EXERCISE OBJECTIVE - From the line with "Would you kindly indicate the train window" through the final line of the entries below, write out each line exactly and nothing else.

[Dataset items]
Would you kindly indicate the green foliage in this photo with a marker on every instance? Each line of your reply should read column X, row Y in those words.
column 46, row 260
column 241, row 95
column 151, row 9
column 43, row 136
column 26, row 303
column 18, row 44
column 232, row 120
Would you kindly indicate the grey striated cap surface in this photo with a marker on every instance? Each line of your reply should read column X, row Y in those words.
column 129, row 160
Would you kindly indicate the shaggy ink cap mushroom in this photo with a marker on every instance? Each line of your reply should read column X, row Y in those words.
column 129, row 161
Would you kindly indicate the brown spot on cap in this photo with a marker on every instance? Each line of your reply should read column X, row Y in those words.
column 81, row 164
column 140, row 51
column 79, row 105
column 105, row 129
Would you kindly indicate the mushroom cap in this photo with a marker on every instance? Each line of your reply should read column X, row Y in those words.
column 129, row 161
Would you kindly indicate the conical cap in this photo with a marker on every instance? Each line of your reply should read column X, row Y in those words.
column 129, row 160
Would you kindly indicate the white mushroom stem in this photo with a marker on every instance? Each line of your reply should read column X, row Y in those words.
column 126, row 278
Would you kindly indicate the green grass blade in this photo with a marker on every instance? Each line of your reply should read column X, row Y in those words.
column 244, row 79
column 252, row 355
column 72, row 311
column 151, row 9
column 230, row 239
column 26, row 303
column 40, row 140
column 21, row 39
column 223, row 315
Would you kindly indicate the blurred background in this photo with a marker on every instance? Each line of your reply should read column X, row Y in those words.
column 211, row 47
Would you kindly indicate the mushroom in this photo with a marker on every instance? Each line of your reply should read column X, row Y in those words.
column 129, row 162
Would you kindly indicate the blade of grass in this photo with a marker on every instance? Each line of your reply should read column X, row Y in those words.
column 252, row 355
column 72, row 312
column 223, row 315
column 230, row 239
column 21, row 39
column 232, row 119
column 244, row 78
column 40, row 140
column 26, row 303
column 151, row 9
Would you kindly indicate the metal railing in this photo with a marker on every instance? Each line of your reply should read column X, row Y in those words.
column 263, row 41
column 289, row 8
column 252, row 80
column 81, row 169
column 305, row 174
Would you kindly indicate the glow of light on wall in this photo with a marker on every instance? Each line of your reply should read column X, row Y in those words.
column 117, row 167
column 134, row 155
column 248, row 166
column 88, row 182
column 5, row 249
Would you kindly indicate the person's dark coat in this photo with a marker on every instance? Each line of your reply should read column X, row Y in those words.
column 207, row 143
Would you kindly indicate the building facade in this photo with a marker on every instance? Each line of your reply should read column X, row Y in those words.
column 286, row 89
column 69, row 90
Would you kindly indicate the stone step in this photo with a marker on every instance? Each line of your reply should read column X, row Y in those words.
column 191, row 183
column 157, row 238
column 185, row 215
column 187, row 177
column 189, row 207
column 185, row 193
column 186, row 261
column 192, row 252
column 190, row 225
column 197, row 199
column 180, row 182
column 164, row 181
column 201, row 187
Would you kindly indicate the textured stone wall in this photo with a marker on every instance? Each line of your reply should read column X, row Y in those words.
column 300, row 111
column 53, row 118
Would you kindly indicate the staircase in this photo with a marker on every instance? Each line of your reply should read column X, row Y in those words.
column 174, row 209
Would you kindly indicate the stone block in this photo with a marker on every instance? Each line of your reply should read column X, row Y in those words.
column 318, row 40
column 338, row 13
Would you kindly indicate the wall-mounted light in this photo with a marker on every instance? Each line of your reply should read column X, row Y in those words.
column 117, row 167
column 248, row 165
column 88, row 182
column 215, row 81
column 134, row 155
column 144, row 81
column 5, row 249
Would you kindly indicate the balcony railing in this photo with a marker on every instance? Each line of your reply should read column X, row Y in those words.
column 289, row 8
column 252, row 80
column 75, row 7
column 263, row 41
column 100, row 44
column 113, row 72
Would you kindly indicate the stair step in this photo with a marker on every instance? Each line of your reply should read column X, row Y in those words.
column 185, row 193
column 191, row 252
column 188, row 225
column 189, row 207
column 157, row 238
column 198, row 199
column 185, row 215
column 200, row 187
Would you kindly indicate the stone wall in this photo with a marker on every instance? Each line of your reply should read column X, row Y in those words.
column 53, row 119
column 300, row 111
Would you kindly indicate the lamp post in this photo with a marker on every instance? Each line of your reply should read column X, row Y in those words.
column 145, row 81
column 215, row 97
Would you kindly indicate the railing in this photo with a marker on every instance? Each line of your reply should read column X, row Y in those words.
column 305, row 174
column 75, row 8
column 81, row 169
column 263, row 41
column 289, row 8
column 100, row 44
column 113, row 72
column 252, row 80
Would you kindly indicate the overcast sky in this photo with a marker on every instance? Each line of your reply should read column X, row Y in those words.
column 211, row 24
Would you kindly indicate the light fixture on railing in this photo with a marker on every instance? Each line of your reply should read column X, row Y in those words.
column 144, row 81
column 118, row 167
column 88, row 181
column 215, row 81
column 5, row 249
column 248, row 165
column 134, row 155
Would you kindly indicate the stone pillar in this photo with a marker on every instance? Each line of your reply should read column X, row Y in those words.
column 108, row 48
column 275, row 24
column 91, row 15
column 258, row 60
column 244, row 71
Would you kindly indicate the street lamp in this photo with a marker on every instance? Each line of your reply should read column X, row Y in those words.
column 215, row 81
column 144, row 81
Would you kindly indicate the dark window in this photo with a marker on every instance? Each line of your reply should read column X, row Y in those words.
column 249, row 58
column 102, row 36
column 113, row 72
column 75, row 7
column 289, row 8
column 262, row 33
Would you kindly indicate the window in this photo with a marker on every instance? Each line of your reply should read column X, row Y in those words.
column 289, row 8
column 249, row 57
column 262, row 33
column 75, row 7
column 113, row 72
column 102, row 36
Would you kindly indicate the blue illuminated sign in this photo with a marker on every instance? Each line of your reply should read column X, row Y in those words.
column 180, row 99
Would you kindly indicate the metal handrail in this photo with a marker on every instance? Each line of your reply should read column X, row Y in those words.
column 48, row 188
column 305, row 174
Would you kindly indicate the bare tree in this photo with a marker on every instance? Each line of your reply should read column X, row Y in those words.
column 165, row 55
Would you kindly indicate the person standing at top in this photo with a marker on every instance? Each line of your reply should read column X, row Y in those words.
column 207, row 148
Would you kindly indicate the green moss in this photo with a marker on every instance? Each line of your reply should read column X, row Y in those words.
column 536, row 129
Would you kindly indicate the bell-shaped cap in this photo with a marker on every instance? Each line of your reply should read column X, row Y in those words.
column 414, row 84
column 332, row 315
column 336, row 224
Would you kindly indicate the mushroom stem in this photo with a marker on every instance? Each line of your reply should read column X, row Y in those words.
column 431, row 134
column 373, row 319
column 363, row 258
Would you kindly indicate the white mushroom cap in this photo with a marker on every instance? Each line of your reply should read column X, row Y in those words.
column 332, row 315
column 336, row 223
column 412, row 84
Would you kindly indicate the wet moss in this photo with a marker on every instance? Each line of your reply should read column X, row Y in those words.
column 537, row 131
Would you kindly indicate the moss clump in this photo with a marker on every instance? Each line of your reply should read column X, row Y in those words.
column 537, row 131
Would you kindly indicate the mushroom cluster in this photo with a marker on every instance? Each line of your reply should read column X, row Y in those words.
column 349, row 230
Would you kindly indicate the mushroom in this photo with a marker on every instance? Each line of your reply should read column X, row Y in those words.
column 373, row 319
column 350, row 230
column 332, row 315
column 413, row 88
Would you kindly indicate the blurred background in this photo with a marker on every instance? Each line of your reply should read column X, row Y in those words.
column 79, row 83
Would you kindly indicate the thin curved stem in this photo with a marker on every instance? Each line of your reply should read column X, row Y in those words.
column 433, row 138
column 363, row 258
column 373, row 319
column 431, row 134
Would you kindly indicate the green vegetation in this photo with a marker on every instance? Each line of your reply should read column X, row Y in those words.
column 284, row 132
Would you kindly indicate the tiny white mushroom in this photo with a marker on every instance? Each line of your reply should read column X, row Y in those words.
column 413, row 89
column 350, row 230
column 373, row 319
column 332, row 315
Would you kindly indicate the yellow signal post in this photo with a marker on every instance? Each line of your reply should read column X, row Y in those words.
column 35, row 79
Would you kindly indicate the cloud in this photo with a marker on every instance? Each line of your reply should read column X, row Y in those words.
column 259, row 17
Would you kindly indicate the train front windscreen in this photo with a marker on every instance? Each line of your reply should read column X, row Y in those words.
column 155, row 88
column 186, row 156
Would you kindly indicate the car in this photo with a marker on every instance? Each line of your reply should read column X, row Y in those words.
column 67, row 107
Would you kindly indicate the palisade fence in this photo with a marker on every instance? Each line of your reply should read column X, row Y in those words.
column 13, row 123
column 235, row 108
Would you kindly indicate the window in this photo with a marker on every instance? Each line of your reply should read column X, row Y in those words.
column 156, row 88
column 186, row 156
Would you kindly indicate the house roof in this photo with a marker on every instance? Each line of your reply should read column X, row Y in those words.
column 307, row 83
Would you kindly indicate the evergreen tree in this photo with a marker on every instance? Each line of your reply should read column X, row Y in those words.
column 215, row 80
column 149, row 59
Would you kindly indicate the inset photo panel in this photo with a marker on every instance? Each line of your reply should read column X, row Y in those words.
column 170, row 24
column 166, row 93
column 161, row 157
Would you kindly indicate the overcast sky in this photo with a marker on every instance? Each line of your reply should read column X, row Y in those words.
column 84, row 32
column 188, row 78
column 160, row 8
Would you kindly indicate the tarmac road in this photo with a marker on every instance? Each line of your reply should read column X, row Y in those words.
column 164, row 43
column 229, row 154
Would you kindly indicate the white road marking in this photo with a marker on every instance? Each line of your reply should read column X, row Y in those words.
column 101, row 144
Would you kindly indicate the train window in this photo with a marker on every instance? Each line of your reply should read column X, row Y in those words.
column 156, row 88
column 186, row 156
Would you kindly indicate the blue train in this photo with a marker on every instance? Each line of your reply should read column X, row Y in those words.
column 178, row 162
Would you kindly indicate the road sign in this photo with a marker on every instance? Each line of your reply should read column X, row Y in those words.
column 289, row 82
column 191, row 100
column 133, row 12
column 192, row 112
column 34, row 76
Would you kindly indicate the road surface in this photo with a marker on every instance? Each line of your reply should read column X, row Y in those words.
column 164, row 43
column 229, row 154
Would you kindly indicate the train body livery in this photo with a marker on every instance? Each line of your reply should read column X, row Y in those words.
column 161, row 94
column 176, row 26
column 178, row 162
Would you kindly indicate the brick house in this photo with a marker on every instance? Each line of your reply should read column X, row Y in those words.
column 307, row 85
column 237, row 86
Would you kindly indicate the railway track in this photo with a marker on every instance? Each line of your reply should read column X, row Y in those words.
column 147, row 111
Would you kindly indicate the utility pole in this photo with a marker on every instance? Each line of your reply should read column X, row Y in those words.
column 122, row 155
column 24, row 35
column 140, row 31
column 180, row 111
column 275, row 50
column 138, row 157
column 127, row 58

COMPLETED EXERCISE -
Would you kindly indicate the train window in this photo with a marker on every instance? Each line of your reply should read column X, row Y in those words.
column 156, row 88
column 186, row 156
Would you kindly indicate the blue train in this photo with a marker on every instance? Each line of your reply should read column X, row Y in those words.
column 178, row 162
Would you kindly indicate the road sign in this photo with a marker on every instance? Each line of your reply should read column X, row Y in those words.
column 289, row 82
column 191, row 100
column 133, row 12
column 192, row 112
column 34, row 76
Would you kindly indicate the road surface in this photo with a marker on every instance? Each line of your reply should read column X, row Y in those words.
column 164, row 43
column 229, row 154
Would you kindly indicate the train body livery in this photo with a marker on every instance? Each line of your reply should read column X, row Y in those words.
column 161, row 94
column 176, row 26
column 178, row 162
Would you kindly indicate the brick house in this photo with a marker on every instance? Each line of your reply should read column X, row Y in those words.
column 307, row 85
column 237, row 86
Would you kindly indicate the railway track in this photo with a marker on every instance? Each line of your reply should read column X, row Y in those words.
column 147, row 111
Would you kindly indicate the utility pole in this photo with a marker on every instance? Each line of your reply should read column X, row Y in those words.
column 122, row 155
column 24, row 35
column 140, row 31
column 180, row 111
column 275, row 50
column 138, row 157
column 127, row 58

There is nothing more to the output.